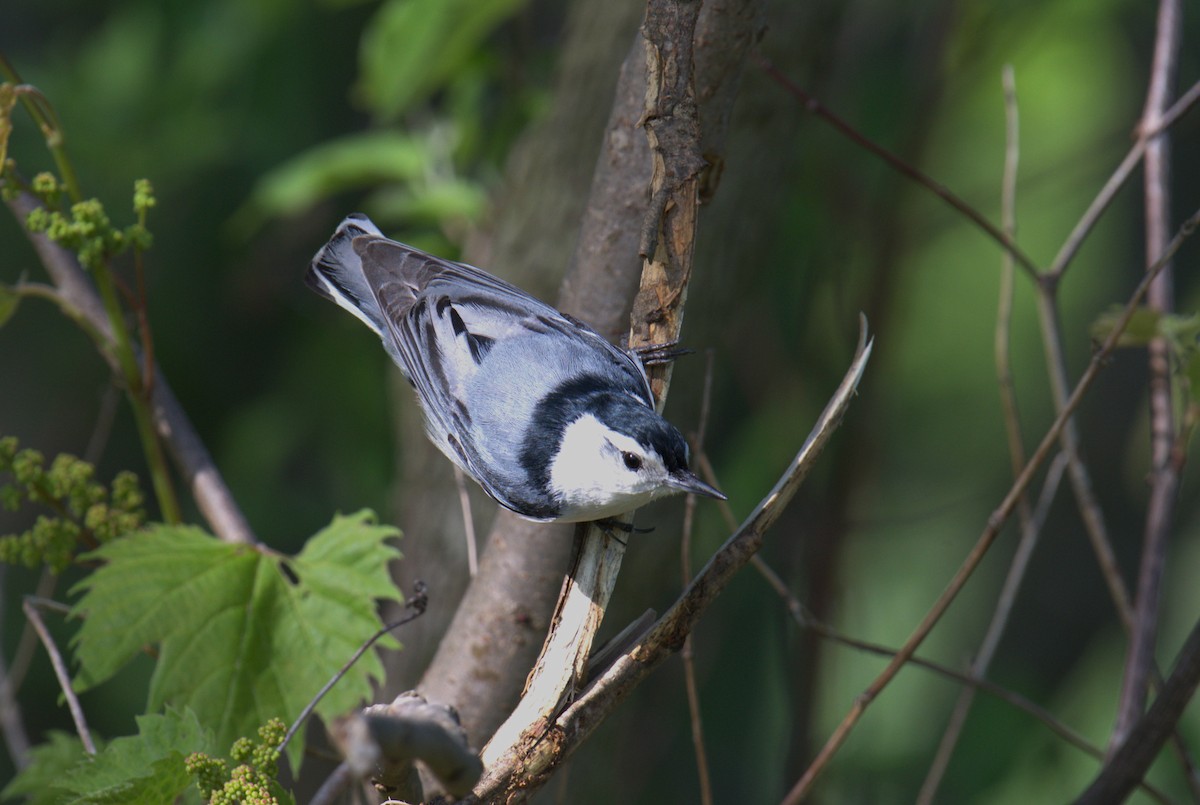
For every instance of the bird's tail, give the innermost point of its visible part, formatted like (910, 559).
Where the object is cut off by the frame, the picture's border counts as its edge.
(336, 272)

==

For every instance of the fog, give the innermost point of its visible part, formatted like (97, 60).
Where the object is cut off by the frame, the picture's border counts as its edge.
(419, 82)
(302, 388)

Exercise => State how many lines in the material above contain the word "every". Give only the number.

Answer in full => 2